§ **Task instructions**: Quote these lines exactly: the one that holds "Intersection-audit request. Target: brown iris" and every line after it to the end of the material below. Skip pictures.

§ **Records supplied**:
▶
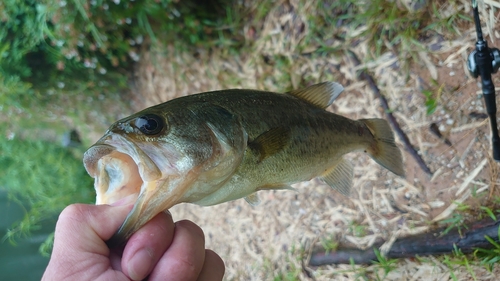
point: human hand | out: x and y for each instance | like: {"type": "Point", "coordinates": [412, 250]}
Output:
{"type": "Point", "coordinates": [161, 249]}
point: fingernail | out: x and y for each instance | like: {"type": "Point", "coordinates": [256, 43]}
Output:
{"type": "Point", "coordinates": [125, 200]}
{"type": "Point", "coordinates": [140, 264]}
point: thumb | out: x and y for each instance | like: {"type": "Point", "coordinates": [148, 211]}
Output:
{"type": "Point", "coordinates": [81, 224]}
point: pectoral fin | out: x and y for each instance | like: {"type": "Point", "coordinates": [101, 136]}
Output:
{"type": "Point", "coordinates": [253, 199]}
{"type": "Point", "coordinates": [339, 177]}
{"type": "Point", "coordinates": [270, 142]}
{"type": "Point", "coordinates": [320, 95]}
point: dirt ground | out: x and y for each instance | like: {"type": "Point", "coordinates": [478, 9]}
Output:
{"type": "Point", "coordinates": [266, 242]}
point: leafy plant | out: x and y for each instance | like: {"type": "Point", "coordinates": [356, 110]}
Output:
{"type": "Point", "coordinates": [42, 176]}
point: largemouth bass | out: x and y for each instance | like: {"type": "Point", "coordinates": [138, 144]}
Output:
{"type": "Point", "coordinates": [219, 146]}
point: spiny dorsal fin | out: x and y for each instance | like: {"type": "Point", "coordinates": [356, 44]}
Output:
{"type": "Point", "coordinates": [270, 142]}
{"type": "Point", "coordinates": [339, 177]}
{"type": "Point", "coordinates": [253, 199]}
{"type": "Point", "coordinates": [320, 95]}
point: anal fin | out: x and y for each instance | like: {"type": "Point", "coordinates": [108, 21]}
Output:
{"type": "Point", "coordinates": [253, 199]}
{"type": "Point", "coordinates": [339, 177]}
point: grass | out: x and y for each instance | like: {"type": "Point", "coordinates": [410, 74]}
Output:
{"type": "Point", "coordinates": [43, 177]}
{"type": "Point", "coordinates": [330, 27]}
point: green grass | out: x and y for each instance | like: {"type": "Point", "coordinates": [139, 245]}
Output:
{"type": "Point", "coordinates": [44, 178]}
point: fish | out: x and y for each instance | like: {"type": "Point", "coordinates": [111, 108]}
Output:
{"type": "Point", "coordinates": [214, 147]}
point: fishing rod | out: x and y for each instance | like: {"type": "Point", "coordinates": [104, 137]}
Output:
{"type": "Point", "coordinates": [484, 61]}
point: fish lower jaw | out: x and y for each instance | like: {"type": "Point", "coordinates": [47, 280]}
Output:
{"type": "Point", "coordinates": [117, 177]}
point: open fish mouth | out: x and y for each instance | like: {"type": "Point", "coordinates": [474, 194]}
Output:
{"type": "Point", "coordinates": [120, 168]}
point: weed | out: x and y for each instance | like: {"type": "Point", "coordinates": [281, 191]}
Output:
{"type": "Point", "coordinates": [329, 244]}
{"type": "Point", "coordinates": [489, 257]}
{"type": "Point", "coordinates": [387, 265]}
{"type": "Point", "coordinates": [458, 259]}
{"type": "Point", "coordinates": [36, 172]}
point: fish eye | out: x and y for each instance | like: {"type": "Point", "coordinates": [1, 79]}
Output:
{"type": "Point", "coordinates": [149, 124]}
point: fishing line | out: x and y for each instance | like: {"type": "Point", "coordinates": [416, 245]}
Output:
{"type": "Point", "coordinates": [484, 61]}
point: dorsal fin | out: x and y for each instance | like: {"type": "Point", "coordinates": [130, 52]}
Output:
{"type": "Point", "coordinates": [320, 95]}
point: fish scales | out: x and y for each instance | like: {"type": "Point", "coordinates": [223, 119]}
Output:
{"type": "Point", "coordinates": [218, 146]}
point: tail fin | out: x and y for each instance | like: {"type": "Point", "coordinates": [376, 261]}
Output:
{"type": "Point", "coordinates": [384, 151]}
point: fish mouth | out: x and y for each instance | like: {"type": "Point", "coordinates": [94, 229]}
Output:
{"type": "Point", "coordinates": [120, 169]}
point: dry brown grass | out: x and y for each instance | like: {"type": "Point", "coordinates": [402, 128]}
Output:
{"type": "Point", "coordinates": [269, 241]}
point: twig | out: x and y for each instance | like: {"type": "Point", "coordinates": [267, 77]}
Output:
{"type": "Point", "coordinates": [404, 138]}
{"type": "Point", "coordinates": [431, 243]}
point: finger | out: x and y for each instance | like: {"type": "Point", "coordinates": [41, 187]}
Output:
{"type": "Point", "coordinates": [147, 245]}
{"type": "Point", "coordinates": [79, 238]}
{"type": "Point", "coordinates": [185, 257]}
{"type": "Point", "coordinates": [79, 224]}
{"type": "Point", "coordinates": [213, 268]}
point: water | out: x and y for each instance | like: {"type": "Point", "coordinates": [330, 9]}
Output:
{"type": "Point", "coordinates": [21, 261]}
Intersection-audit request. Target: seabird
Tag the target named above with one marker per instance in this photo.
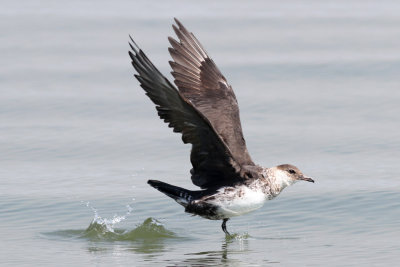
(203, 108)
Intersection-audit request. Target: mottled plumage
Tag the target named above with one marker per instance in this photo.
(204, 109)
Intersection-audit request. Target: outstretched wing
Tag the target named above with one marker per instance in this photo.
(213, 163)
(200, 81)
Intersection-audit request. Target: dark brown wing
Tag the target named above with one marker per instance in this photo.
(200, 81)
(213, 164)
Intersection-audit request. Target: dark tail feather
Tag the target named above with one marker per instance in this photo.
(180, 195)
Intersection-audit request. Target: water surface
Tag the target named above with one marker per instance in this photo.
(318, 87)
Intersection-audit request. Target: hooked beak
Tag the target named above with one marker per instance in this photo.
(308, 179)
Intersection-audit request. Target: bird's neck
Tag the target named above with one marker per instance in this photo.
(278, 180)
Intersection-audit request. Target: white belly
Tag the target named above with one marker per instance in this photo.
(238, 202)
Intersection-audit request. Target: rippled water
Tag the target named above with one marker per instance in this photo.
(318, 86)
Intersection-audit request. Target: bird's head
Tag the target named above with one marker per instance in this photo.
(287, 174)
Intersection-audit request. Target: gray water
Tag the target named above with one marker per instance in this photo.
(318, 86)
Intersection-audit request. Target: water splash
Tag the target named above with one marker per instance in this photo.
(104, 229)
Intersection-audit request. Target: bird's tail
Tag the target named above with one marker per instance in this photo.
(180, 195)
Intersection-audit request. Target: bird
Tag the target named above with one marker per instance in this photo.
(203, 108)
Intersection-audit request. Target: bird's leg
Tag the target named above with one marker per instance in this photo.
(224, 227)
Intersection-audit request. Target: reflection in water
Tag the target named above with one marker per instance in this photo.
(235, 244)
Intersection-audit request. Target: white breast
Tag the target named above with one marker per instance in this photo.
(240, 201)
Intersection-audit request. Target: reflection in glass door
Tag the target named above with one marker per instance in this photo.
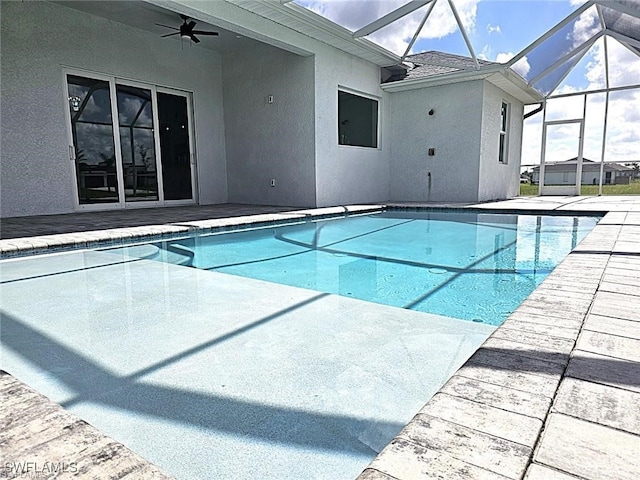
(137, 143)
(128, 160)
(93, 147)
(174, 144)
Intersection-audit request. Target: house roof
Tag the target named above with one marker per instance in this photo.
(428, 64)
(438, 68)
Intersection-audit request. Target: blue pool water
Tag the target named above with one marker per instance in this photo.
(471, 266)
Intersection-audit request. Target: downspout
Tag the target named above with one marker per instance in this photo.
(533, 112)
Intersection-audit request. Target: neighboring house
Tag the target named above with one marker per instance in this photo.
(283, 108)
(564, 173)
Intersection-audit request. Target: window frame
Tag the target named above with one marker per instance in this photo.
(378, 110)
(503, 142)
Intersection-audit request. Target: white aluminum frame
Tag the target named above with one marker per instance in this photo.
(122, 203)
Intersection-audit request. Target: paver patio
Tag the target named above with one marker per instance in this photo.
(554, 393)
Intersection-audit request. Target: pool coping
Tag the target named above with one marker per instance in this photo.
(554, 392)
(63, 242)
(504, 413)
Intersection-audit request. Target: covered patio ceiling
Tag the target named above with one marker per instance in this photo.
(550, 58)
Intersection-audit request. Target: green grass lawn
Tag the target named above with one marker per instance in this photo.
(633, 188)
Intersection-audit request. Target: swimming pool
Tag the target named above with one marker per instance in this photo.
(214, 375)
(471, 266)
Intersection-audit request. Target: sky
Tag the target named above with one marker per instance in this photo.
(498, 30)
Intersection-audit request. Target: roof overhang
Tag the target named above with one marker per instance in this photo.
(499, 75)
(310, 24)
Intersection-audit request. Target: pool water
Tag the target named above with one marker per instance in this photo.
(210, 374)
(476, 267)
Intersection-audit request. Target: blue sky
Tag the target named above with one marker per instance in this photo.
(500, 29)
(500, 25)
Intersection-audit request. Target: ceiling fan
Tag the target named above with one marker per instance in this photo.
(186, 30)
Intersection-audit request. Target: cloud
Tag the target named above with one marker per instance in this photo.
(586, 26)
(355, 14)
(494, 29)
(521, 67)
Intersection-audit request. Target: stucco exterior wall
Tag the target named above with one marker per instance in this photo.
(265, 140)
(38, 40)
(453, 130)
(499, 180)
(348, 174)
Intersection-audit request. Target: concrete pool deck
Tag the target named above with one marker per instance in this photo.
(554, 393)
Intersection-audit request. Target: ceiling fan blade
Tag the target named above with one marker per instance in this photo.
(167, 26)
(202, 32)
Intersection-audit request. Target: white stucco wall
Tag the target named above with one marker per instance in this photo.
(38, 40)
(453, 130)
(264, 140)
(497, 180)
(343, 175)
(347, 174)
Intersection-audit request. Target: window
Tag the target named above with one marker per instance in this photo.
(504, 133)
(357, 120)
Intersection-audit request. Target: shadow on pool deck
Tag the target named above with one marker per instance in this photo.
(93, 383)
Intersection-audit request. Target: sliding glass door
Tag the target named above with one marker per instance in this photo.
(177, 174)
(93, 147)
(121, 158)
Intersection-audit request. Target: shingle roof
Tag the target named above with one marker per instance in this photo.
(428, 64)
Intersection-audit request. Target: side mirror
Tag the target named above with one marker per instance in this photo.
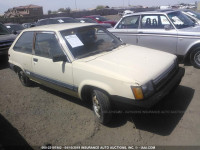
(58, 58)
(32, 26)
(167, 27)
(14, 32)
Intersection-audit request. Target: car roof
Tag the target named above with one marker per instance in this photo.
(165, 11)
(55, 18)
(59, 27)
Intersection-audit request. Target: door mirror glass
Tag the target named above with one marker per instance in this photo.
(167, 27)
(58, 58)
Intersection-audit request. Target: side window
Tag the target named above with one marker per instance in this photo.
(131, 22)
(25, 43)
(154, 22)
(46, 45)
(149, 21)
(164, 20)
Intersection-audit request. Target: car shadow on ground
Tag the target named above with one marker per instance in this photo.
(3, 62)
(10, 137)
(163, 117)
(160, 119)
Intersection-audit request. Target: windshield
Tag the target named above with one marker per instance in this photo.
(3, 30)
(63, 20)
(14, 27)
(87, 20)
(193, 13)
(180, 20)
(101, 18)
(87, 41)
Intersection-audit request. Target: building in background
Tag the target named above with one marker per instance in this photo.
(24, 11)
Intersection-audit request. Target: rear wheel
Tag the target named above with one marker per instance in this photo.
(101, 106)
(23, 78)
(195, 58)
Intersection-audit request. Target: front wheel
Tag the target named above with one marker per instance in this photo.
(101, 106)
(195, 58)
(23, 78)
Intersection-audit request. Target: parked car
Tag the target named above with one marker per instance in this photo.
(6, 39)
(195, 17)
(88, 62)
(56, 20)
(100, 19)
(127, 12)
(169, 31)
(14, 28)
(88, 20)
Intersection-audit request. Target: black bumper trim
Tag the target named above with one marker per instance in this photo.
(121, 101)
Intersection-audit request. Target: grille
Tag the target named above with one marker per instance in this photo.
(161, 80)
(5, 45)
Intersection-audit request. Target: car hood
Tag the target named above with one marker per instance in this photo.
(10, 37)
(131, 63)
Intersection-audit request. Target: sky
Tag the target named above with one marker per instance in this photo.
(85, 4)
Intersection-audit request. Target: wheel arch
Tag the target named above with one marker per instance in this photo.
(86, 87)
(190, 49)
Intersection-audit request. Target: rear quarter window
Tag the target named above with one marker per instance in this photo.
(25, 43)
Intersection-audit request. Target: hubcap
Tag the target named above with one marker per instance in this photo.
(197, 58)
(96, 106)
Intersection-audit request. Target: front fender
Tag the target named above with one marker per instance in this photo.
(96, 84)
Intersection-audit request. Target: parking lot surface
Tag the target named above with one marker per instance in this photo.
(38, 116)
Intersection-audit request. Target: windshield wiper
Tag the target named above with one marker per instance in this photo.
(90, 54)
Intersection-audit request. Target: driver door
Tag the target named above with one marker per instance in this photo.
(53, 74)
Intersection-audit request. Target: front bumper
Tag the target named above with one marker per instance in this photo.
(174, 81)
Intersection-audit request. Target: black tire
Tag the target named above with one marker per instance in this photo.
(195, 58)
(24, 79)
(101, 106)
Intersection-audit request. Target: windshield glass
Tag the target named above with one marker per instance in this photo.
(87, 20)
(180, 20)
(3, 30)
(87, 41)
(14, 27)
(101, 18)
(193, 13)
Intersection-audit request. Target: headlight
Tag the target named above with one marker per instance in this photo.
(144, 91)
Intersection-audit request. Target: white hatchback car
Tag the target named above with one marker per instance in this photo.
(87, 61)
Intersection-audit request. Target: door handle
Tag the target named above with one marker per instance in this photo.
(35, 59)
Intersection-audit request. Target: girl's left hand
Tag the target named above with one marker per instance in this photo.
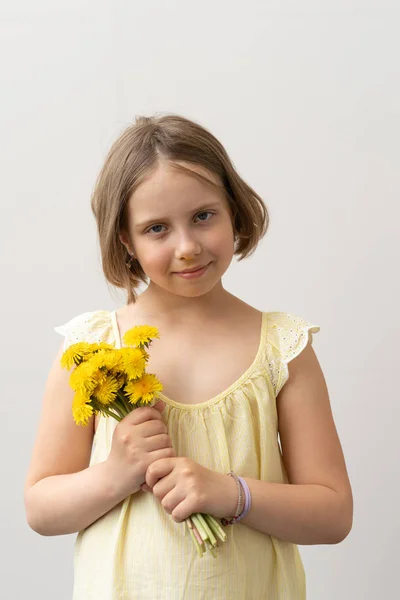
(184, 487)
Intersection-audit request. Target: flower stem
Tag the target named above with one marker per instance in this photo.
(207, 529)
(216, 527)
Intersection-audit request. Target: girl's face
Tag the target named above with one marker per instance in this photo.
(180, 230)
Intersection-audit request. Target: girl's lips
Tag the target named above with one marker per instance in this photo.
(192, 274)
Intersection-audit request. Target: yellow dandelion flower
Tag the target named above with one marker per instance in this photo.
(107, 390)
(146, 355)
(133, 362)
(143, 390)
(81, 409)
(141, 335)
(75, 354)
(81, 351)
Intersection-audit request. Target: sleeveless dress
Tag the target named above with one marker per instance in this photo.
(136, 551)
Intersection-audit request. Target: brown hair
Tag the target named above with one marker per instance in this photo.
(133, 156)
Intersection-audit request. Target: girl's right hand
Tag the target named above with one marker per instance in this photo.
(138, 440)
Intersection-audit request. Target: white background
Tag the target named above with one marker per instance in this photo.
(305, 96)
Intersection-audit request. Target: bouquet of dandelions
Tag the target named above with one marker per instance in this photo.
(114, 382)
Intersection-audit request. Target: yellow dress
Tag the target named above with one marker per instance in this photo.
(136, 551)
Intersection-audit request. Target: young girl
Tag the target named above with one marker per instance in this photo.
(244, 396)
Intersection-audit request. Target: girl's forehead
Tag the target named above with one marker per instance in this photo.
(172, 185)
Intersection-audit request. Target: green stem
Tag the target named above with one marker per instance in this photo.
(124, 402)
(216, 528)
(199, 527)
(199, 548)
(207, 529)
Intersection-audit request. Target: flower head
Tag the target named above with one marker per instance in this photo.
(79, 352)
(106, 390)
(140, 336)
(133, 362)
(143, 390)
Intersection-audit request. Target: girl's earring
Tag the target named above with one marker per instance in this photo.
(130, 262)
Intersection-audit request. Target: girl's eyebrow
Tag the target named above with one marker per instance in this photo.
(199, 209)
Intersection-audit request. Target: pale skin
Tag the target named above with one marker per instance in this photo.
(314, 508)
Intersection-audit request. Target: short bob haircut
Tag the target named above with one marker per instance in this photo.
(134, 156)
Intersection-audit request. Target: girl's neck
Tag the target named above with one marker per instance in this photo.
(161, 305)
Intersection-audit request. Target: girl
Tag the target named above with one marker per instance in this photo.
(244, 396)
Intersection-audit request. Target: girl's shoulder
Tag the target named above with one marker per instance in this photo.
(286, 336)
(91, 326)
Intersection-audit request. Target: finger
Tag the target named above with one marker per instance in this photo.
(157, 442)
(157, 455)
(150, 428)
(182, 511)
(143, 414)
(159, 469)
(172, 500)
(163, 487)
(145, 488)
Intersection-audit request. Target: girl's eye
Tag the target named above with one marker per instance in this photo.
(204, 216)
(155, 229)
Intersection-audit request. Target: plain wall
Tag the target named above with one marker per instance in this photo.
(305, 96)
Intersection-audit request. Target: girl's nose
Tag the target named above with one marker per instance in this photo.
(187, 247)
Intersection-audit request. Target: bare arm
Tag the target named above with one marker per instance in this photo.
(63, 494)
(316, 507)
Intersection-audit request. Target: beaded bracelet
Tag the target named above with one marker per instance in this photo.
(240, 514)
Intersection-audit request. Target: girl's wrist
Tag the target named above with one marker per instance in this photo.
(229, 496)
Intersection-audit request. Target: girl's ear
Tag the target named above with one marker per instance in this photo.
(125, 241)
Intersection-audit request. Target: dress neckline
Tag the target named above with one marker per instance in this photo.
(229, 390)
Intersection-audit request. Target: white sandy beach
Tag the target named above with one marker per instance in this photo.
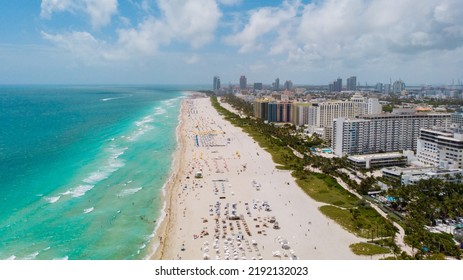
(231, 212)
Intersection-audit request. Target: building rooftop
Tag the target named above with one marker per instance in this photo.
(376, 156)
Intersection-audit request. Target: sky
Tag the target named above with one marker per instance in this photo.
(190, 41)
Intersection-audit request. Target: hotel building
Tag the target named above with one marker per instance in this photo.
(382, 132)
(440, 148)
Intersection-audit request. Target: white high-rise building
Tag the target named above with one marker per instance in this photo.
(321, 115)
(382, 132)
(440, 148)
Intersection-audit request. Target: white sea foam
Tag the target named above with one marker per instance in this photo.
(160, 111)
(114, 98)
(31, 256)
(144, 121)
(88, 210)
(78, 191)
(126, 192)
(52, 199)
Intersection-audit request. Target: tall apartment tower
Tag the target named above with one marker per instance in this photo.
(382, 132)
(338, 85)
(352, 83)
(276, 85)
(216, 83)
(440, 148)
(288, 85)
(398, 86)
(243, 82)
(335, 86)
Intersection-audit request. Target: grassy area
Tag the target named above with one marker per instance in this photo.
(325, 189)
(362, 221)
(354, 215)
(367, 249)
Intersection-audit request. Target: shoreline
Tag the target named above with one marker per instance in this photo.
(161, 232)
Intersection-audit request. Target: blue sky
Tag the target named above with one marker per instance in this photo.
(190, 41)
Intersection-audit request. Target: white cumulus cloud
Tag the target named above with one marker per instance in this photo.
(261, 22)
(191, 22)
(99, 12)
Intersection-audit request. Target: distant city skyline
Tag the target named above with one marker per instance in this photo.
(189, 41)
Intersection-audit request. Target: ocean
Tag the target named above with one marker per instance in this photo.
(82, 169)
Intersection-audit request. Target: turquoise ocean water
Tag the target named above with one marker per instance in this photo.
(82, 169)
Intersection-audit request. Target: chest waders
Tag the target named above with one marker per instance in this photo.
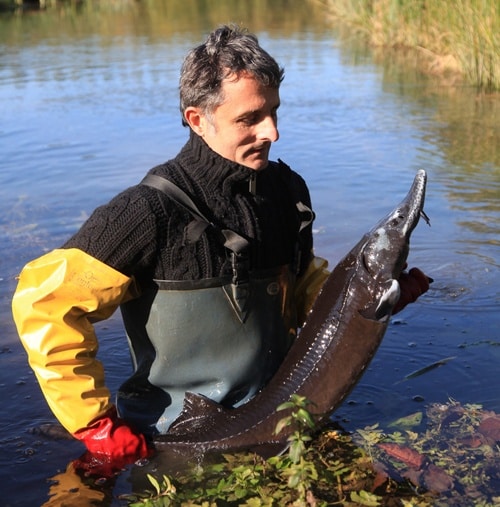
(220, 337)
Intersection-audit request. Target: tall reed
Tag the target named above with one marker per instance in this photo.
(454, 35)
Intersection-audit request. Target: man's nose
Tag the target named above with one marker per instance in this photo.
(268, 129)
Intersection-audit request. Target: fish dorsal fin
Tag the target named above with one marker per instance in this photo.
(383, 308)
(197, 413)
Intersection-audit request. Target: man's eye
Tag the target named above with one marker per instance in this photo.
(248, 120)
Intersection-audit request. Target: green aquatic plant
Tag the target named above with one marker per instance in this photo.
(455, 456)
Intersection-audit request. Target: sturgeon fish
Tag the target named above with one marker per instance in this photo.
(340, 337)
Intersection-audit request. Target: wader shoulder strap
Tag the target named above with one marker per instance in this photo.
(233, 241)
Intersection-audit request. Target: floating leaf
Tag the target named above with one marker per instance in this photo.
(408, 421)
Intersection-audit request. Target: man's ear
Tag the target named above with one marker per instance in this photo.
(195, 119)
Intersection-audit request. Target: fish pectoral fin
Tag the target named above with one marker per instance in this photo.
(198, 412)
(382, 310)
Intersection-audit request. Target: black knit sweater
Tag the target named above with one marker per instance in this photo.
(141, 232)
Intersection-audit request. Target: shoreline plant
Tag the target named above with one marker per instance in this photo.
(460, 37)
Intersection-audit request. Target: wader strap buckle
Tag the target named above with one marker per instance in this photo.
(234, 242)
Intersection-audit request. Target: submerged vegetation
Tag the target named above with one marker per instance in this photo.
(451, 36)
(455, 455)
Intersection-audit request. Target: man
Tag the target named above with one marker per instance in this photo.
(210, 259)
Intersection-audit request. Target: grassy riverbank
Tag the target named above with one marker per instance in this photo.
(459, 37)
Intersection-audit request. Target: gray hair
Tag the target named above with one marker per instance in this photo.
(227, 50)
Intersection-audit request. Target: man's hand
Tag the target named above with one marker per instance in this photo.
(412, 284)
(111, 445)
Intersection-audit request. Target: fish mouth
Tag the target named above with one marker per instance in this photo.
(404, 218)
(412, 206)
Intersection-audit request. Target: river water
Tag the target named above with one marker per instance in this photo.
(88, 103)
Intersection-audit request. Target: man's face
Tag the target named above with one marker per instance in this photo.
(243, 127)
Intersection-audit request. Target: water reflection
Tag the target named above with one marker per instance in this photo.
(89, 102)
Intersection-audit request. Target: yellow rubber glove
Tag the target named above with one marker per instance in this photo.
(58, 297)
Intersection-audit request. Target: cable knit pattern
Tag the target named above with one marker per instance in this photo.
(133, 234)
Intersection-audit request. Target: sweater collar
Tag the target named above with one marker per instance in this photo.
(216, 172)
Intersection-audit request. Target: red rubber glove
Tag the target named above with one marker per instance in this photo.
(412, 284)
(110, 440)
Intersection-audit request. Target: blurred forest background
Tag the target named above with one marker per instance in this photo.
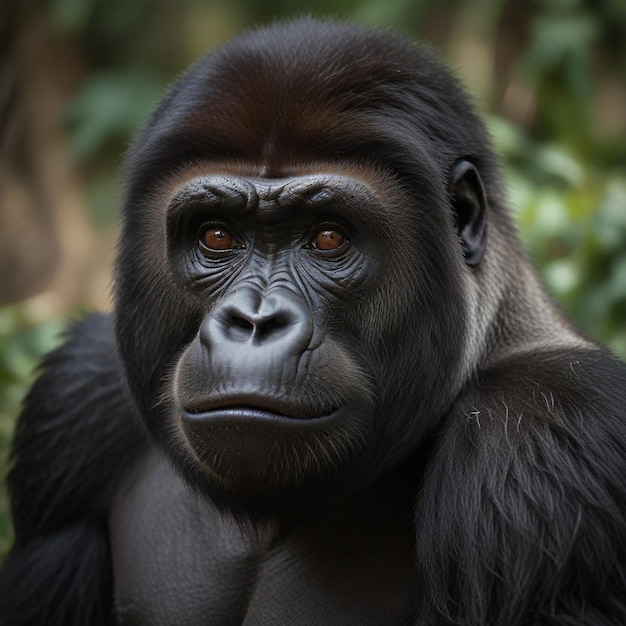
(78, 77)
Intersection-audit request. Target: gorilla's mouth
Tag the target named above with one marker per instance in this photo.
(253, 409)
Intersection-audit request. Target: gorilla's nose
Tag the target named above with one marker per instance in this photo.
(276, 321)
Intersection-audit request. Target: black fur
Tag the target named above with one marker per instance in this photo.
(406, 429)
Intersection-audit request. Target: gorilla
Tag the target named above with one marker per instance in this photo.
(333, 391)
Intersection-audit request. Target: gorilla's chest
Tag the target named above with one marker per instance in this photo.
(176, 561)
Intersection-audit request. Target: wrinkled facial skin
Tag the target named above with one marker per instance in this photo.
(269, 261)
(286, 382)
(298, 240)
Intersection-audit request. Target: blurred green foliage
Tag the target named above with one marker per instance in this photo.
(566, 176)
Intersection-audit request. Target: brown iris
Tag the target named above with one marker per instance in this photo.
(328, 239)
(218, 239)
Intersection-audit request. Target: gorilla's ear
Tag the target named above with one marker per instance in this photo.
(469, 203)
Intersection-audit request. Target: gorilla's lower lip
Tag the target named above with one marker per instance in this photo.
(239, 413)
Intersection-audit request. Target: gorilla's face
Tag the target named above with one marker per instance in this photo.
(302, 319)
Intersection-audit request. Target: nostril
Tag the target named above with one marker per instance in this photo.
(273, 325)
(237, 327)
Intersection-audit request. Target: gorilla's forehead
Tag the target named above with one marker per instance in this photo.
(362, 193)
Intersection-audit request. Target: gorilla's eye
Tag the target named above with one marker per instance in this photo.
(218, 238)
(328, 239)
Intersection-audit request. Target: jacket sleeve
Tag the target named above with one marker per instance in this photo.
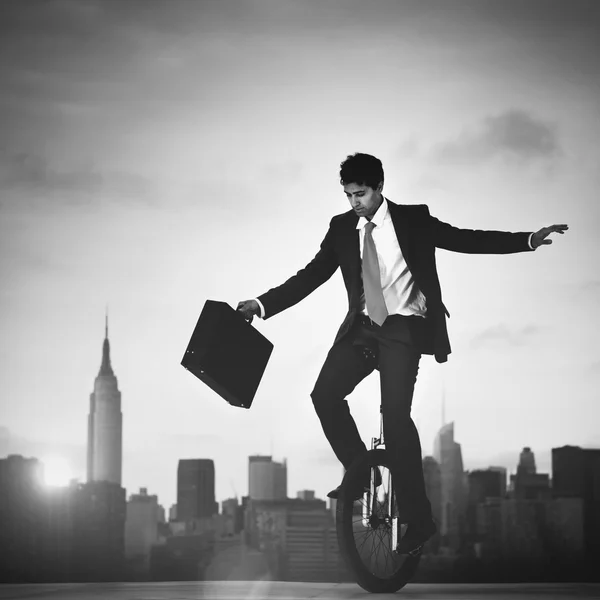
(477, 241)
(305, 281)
◀
§ **Solution to the exercise**:
Intersection-audit request. Target: brown iris
Tag the target named above with one marker per instance in this photo.
(328, 239)
(218, 239)
Intersection-audit request. Target: gorilla's ear
Tag the target named above with one marker per instance in this photo.
(469, 203)
Intersection-audit request. Target: gorilla's lower lip
Tag the target named above with one marker per instance in this photo.
(239, 413)
Intersection-audit request. Target: gorilla's face
Tag the target named above with one marker per instance in this photo.
(302, 319)
Intersection-audit request. Target: nostril
Tag the target named above with one marker per instance in this photo.
(273, 325)
(237, 327)
Intersection-audit request. Target: gorilla's forehead
Tag the target named above with one marker per instance in this photo.
(362, 193)
Intersection-audit request. Target: gorilla's eye
Tag the target named above with one marker per instance in this photo.
(218, 238)
(328, 239)
Intersection-audit request. Target: jacket sleeve
Tag the target named above with one marker per instance in this photo.
(477, 241)
(305, 281)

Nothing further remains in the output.